## WHAT THE EXERCISE ASKS
Please write out the items below word for word, leaving out the pictures.

# START OF INFORMATION GIVEN

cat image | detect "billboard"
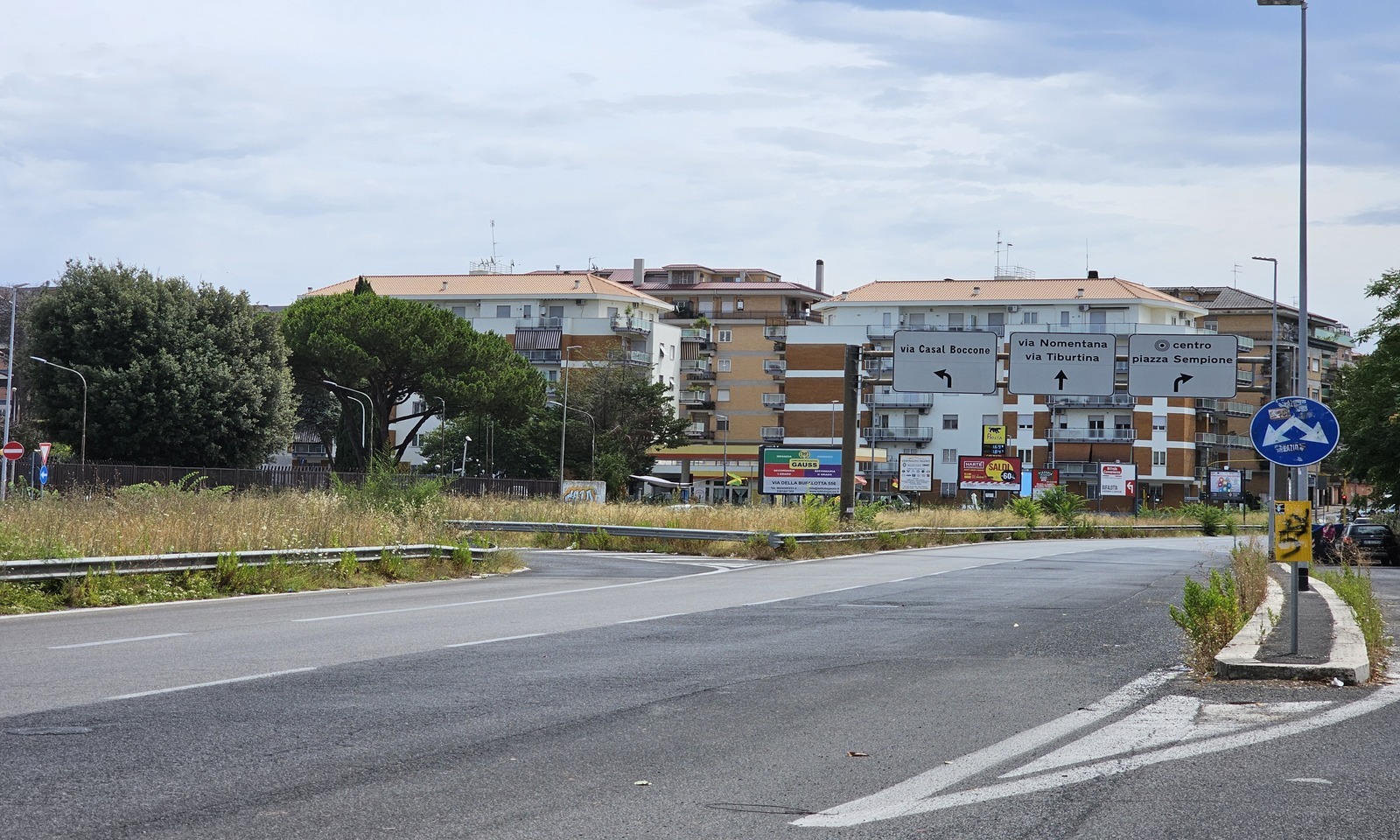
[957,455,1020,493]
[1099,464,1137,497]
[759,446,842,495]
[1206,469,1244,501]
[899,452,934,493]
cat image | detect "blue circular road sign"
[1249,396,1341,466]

# END OF INFORMATION GIVEN

## RESPONSE BELOW
cat image | detect "billboard"
[957,455,1020,493]
[1099,464,1137,497]
[759,446,842,495]
[1206,469,1244,501]
[899,452,934,493]
cat image | detect "blue circular road sign"
[1249,396,1341,466]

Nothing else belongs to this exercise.